### Dataset entries
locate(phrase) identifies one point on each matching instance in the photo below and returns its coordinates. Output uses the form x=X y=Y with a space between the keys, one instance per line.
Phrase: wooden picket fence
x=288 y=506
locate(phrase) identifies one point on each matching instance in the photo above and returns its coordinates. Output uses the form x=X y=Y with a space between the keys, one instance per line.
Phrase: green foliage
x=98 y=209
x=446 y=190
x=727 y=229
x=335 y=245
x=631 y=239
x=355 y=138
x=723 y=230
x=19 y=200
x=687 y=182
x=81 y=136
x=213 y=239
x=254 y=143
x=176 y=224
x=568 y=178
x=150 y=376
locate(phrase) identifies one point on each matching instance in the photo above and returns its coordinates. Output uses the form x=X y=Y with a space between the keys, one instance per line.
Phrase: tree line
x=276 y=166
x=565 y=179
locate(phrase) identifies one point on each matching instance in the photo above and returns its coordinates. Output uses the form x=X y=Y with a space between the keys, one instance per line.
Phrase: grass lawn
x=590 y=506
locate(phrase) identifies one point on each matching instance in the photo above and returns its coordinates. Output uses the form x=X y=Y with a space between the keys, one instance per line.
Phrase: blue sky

### Work item
Once you have read the data, copy all of it out exactly.

### Finished exercise
locate(phrase) identifies one point on each matching instance in the photo below and returns its coordinates. Output uses the form x=X y=Y with a space between the keys, one instance per line.
Phrase: wooden picket fence
x=288 y=506
locate(phrase) identifies one point on each matching instance in the photo above and returns its coordinates. Output uses the form x=X y=Y with a space between the keys, one instance per line.
Phrase: green foliage
x=98 y=209
x=446 y=190
x=727 y=229
x=335 y=245
x=631 y=239
x=355 y=138
x=723 y=230
x=19 y=200
x=687 y=182
x=81 y=136
x=213 y=239
x=254 y=143
x=176 y=224
x=568 y=178
x=150 y=376
locate(phrase) identifies one point on each matching instance in the photo above and returns its coordinates. Output uses the form x=X y=Y with a space between the keys, one instance per line.
Phrase: tree line
x=276 y=166
x=565 y=179
locate(phrase) identifies one point on each matching instance in the photo above and returns its coordinates. Output uses the form x=X y=Y with a space between the keys, one instance per line.
Phrase: grass lawn
x=590 y=506
locate(phrase) identifies one point on each matching instance in the photo above and returns its coordinates. Output uses the form x=X y=Y with a space between the keys, one instance per line.
Phrase: blue sky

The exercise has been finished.